Transcribe the records below word for word, omitting the pictures from your answer.

**Material shown**
━━━━━━

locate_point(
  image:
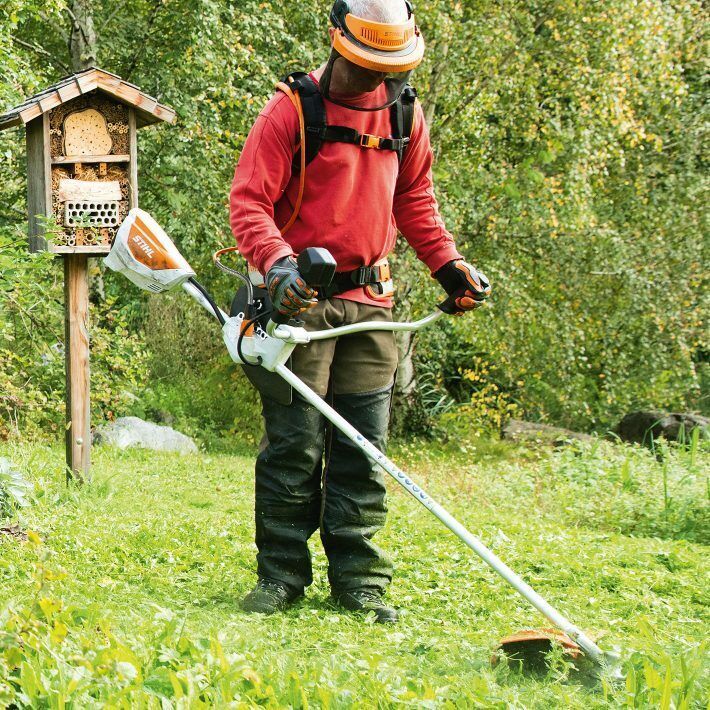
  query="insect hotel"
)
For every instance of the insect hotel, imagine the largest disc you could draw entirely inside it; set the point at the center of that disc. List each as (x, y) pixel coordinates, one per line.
(82, 179)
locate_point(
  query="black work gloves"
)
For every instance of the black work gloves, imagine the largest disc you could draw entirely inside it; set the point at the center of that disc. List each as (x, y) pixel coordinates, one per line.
(467, 288)
(290, 294)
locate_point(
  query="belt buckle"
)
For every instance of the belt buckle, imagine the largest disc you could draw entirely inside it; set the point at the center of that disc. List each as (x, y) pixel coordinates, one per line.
(360, 276)
(367, 140)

━━━━━━

**Answer to the exercise**
locate_point(
  image:
  query="insect hotel"
)
For every instance of the insect hotel, imagine the largest disc you could draw entirely inside it; set the point at the center of that disc. List each as (x, y) pixel coordinates, one per line.
(82, 179)
locate_point(
  query="black work gloves"
)
For every instance of the black work gloves, imagine the largest disc you could draw entirely inside it; set the point at the center of that disc. List each as (x, y) pixel coordinates, one per line.
(467, 288)
(290, 294)
locate_point(
  query="belt buckle"
)
For every instance of the belt buckle, imagine the largest disc you could draw entirely inside it; set the point at the center of that disc. List each as (x, y) pixel coordinates, one per line.
(360, 276)
(367, 140)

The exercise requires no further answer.